__What the task asks__.
Copy each record below exactly, please, and leave its pictures out.

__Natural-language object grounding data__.
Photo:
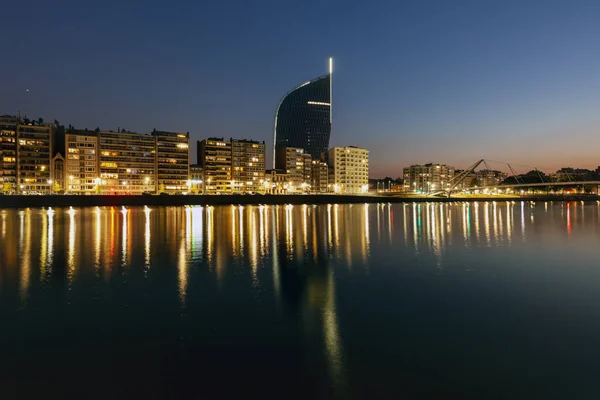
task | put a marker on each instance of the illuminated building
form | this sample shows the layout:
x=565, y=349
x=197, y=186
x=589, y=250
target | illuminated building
x=214, y=156
x=172, y=161
x=488, y=177
x=34, y=154
x=303, y=118
x=298, y=165
x=196, y=182
x=427, y=178
x=248, y=165
x=81, y=162
x=58, y=173
x=277, y=181
x=127, y=163
x=350, y=169
x=320, y=175
x=8, y=153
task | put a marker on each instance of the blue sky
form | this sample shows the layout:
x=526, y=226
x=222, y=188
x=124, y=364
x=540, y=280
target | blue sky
x=414, y=81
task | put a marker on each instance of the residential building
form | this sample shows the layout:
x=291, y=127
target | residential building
x=320, y=175
x=172, y=161
x=303, y=118
x=350, y=169
x=248, y=165
x=196, y=181
x=298, y=165
x=8, y=153
x=487, y=177
x=81, y=162
x=214, y=156
x=58, y=173
x=127, y=163
x=277, y=181
x=34, y=154
x=427, y=178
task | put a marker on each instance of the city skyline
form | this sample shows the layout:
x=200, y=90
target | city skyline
x=415, y=83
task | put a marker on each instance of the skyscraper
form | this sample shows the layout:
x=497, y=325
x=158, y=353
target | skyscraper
x=303, y=117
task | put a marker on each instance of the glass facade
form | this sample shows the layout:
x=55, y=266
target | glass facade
x=303, y=118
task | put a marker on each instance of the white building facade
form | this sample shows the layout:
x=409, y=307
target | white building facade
x=350, y=169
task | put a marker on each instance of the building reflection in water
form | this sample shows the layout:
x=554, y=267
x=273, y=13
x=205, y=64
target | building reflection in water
x=300, y=249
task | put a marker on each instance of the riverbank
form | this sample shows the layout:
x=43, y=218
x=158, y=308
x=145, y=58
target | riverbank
x=90, y=201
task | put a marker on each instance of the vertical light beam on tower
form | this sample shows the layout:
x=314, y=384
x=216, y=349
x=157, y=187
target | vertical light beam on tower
x=330, y=90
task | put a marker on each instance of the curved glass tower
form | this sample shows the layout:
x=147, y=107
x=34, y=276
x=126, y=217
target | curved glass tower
x=303, y=119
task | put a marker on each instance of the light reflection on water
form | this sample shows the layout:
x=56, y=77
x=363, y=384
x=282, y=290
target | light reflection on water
x=294, y=258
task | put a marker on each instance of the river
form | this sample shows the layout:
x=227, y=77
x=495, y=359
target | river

__Output of the exercise__.
Photo:
task | put a marker on each instance of the illuminated building
form | this sample shows the layout:
x=565, y=349
x=197, y=186
x=589, y=250
target | illuminated building
x=214, y=156
x=172, y=161
x=488, y=177
x=34, y=154
x=303, y=118
x=298, y=165
x=196, y=182
x=427, y=178
x=248, y=165
x=81, y=162
x=58, y=173
x=277, y=181
x=127, y=163
x=350, y=169
x=320, y=175
x=8, y=153
task | put a marker on each instance of the blue sky
form | this sample shows the layout:
x=526, y=226
x=222, y=188
x=124, y=364
x=540, y=280
target | blue sky
x=414, y=81
task | put a marker on each instance of the residential building
form | this sample shows the layout:
x=291, y=127
target | residential building
x=320, y=175
x=172, y=161
x=303, y=118
x=350, y=169
x=248, y=165
x=196, y=181
x=298, y=165
x=8, y=153
x=487, y=177
x=81, y=162
x=214, y=156
x=58, y=173
x=127, y=163
x=277, y=181
x=34, y=154
x=427, y=178
task | put a marker on each instance of the city skyline
form | this sample shows the layout:
x=200, y=90
target | city skyline
x=415, y=83
task | put a marker on each instance of the skyscraper
form | this sample shows the layout:
x=497, y=325
x=158, y=353
target | skyscraper
x=303, y=117
task | put a marker on each instance of the glass facade
form | this sample shows the layout:
x=55, y=266
target | glass facade
x=303, y=118
task | put a marker on each instance of the white building facade
form | this sample shows the layout:
x=409, y=307
target | white building facade
x=350, y=169
task | put a marker on each instance of the building reflection in water
form | this sample shows the layout:
x=554, y=267
x=273, y=13
x=205, y=64
target | building reflection in water
x=300, y=249
task | put a marker on each instance of the riverbank
form | this sample shows the layout:
x=43, y=218
x=158, y=308
x=145, y=58
target | riverbank
x=90, y=201
task | put a marker on each instance of the vertical light beam on tower
form | this sample shows the layout:
x=314, y=384
x=216, y=349
x=157, y=187
target | vertical light beam on tower
x=330, y=90
task | put a marker on each instance of the curved glass tower
form | this sample shows the layout:
x=147, y=107
x=34, y=276
x=126, y=217
target | curved glass tower
x=303, y=119
task | put a marker on each instance of the light reflection on water
form | this sample shows the layout:
x=56, y=77
x=363, y=384
x=282, y=290
target | light reflection on water
x=294, y=258
task | put a marker on each instance of the river
form | this sample shows the layout:
x=227, y=77
x=495, y=359
target | river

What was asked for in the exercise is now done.